[Stored data]
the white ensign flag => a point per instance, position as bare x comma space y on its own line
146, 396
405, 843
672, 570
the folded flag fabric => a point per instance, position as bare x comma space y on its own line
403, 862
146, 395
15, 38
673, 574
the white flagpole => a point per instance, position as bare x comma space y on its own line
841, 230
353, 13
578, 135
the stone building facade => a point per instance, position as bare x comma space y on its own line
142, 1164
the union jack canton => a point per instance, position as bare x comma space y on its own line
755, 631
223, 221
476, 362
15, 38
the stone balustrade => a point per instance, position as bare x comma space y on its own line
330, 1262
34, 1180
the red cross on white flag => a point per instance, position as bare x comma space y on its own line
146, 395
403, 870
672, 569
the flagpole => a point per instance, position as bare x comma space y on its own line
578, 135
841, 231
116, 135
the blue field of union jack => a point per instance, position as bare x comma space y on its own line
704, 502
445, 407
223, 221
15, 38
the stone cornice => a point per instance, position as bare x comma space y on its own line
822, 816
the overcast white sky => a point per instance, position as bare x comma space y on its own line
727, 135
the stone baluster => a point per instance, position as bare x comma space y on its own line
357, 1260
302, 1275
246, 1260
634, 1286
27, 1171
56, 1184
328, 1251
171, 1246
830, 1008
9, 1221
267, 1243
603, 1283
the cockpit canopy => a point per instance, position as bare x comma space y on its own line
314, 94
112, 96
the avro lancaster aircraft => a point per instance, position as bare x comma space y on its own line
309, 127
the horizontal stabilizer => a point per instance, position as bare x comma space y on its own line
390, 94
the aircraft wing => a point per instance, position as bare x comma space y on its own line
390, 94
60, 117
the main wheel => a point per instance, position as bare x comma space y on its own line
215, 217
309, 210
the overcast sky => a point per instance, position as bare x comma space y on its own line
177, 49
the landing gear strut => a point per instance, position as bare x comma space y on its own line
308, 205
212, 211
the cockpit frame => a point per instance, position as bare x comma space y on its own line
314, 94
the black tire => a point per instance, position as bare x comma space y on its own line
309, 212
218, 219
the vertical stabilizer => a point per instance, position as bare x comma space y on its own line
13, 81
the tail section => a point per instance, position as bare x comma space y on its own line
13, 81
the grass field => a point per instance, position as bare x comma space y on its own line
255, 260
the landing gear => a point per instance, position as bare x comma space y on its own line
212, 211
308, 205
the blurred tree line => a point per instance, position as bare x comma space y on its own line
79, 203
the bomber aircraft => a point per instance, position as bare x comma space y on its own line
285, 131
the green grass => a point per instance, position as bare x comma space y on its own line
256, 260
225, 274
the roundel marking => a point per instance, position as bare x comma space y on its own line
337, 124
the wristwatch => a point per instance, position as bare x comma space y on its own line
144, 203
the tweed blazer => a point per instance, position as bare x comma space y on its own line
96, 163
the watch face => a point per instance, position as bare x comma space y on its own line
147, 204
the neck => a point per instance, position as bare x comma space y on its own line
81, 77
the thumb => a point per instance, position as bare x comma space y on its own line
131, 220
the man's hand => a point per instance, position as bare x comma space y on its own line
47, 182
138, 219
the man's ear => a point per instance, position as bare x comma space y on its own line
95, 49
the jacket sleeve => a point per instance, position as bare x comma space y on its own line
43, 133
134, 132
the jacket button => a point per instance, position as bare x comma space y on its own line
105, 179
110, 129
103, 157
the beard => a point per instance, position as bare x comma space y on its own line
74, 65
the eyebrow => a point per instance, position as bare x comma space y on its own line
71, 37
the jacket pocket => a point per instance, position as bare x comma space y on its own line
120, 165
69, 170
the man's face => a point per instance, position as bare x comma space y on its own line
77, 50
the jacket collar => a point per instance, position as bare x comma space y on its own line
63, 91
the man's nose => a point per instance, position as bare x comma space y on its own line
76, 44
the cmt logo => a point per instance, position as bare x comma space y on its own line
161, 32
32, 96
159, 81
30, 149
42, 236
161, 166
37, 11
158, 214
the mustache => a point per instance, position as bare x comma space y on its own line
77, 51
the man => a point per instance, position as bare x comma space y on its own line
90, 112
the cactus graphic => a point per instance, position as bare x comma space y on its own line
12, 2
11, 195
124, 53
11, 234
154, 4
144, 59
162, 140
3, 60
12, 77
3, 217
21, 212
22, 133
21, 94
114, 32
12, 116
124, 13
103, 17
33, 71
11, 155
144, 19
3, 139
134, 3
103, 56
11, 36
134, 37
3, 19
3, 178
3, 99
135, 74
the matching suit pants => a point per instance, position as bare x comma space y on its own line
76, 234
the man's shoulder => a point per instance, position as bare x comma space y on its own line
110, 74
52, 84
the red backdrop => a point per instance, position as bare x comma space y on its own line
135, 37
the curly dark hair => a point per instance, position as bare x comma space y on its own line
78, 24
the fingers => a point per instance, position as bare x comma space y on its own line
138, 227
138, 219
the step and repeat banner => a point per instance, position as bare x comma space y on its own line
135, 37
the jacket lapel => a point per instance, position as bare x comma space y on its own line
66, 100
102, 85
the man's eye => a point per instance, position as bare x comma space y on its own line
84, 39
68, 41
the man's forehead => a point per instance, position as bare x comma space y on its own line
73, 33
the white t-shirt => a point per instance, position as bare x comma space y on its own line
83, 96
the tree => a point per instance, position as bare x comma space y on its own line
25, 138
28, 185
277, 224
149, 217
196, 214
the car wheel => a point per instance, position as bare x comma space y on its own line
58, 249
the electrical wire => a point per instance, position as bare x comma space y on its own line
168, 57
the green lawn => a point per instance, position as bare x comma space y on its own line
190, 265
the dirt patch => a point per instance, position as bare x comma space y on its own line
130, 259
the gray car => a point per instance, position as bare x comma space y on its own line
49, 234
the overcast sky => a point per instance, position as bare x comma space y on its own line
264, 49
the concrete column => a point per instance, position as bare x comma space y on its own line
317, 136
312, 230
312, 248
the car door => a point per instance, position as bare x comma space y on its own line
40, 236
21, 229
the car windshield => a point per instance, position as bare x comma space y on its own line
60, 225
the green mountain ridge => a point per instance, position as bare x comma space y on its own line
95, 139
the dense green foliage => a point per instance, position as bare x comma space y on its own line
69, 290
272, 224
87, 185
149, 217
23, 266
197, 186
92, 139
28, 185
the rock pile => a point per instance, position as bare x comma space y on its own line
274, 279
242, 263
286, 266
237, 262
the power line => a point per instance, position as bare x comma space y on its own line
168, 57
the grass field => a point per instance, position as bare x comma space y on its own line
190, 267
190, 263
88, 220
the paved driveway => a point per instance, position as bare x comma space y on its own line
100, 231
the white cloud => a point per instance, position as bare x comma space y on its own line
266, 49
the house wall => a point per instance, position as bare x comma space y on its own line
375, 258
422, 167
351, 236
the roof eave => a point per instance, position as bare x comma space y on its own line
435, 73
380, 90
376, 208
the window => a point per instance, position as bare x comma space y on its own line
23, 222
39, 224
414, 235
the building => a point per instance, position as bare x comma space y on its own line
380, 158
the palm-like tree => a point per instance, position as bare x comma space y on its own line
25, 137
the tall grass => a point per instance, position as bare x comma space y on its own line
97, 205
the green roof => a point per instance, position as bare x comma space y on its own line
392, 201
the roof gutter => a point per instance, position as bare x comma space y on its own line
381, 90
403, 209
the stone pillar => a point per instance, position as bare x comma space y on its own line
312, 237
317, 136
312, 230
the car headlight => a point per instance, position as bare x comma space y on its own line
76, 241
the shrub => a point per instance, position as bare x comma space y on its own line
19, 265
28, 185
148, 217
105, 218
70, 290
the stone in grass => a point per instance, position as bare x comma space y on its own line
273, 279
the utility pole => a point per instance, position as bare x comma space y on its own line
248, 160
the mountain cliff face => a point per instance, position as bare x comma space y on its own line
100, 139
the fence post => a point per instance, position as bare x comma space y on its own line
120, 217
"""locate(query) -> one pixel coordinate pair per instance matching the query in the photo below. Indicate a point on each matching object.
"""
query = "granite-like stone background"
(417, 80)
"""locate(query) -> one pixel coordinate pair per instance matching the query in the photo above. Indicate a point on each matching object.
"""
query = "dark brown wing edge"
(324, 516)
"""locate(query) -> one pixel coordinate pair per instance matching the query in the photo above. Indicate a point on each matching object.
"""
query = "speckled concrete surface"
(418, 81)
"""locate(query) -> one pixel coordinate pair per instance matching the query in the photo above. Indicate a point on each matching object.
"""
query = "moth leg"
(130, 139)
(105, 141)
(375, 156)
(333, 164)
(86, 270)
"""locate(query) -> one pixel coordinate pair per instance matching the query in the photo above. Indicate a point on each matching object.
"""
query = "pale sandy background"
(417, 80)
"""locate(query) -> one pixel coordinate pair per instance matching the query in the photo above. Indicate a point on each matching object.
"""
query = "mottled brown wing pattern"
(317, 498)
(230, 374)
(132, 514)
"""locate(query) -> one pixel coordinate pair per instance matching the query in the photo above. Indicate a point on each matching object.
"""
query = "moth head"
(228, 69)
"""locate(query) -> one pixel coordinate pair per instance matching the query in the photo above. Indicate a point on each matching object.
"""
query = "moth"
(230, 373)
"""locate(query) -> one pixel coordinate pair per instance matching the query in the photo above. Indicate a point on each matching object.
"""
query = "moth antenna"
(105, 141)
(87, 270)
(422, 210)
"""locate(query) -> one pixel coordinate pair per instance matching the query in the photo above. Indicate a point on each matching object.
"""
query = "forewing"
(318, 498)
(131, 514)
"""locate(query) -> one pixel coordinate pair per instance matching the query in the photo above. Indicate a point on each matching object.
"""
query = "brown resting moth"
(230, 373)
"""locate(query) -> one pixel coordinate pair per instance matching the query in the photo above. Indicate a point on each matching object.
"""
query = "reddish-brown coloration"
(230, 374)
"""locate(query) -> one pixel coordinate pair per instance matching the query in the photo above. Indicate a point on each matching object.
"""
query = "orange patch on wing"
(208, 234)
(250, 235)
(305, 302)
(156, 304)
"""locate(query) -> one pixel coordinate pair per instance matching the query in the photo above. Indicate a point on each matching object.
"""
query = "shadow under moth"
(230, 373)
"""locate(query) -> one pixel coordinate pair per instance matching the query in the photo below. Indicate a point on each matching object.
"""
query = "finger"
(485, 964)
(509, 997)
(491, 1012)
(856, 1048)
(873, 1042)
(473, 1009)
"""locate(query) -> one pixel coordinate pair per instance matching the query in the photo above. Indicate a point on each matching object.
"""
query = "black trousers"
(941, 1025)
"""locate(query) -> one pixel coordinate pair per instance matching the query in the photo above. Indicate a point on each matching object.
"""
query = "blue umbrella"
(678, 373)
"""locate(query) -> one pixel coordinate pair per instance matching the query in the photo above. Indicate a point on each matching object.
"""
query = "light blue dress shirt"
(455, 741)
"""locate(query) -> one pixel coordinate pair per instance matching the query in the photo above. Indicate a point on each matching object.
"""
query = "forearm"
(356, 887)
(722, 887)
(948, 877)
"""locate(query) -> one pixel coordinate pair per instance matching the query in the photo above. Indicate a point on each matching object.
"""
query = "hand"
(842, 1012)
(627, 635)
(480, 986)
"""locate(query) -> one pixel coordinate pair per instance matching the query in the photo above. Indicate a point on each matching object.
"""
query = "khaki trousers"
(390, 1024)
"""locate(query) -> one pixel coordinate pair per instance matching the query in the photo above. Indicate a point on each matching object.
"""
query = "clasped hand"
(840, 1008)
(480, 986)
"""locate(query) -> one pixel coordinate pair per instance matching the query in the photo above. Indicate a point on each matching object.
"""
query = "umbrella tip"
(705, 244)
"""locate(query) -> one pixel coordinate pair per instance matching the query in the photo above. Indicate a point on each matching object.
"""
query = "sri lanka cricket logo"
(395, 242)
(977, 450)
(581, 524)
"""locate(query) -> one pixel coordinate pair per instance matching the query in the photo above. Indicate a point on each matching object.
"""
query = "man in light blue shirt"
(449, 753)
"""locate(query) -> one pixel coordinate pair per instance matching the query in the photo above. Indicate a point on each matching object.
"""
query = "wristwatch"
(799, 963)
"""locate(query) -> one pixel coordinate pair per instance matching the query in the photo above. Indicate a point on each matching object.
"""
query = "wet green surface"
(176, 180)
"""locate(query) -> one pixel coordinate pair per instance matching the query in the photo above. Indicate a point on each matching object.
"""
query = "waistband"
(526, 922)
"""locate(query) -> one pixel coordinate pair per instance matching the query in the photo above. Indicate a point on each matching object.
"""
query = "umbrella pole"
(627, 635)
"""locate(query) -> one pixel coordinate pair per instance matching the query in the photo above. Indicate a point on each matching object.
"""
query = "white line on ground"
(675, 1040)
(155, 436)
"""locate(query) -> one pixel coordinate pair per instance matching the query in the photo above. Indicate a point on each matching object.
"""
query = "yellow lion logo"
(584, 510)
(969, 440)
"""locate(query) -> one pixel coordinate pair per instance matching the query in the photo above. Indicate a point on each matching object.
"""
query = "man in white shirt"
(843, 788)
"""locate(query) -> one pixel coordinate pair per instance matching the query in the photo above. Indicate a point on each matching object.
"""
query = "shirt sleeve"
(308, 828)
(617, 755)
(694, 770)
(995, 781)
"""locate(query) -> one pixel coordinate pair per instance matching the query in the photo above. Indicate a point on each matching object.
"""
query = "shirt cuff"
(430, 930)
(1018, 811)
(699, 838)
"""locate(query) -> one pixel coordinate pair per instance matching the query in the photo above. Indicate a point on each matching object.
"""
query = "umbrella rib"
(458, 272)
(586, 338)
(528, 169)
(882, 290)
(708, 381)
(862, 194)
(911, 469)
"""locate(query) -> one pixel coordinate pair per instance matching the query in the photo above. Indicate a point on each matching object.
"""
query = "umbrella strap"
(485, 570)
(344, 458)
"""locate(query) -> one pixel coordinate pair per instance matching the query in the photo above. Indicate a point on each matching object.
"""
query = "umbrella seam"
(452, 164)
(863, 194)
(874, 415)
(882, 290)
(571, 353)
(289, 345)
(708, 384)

[What is required] Identify each line in the records above that contains the string "flagpole" and copy it. Case counts.

[Expected answer]
the white flagpole => a point per instance, position as bare x comma space y on its own line
the flagpole => a point per instance, position as bare x comma space y on its own line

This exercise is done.